++++ Data for the task
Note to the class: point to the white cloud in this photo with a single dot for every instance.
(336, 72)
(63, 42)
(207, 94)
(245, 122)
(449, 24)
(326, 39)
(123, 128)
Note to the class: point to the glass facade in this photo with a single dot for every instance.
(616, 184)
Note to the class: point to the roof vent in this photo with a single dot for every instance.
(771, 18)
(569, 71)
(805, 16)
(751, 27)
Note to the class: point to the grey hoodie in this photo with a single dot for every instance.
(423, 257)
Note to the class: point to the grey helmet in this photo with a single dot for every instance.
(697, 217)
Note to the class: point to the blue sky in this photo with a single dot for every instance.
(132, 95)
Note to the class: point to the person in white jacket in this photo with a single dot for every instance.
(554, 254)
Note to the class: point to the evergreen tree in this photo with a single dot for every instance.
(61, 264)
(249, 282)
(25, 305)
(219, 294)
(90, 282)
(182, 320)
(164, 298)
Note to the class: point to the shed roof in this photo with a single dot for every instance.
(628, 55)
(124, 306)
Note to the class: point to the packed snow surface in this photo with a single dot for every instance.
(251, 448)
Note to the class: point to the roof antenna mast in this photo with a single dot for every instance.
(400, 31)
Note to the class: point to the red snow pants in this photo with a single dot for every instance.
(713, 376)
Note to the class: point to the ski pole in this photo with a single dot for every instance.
++++++++
++++ Data for the task
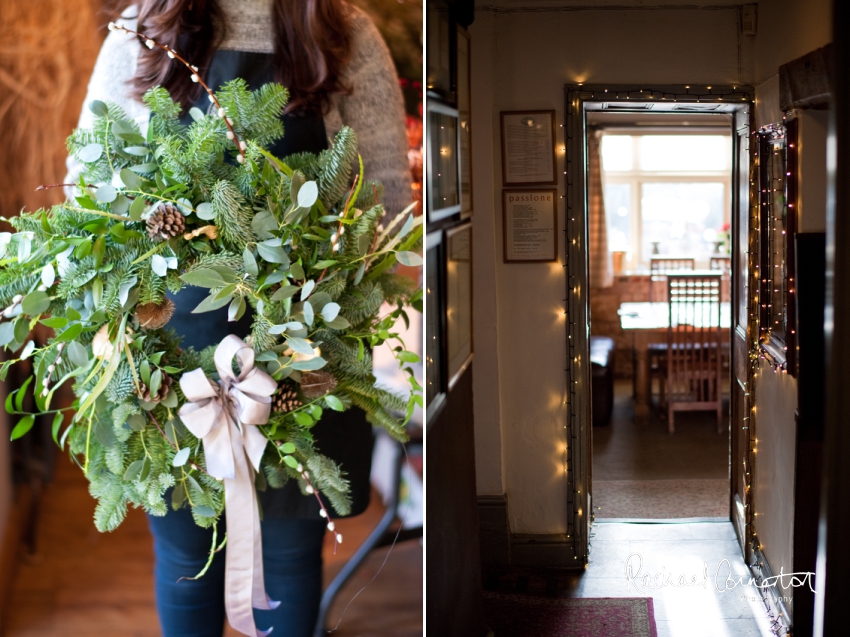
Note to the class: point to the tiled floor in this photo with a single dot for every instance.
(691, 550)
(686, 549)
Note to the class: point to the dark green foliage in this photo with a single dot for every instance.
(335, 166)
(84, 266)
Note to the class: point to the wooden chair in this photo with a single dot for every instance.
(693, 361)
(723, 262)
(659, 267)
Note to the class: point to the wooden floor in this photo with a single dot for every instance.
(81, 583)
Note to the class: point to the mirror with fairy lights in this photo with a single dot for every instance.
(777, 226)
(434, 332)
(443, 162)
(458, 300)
++++++++
**Given problem**
Which lines in the data above contain the string "grey"? Show each of those lines in full, treating uppercase and lowercase as different.

**Answer below**
Note to the class: point to the grey hoodie in this photo with a single dot for every instance.
Note to the class: point to the grey helmet in this photo with a single dot for every instance.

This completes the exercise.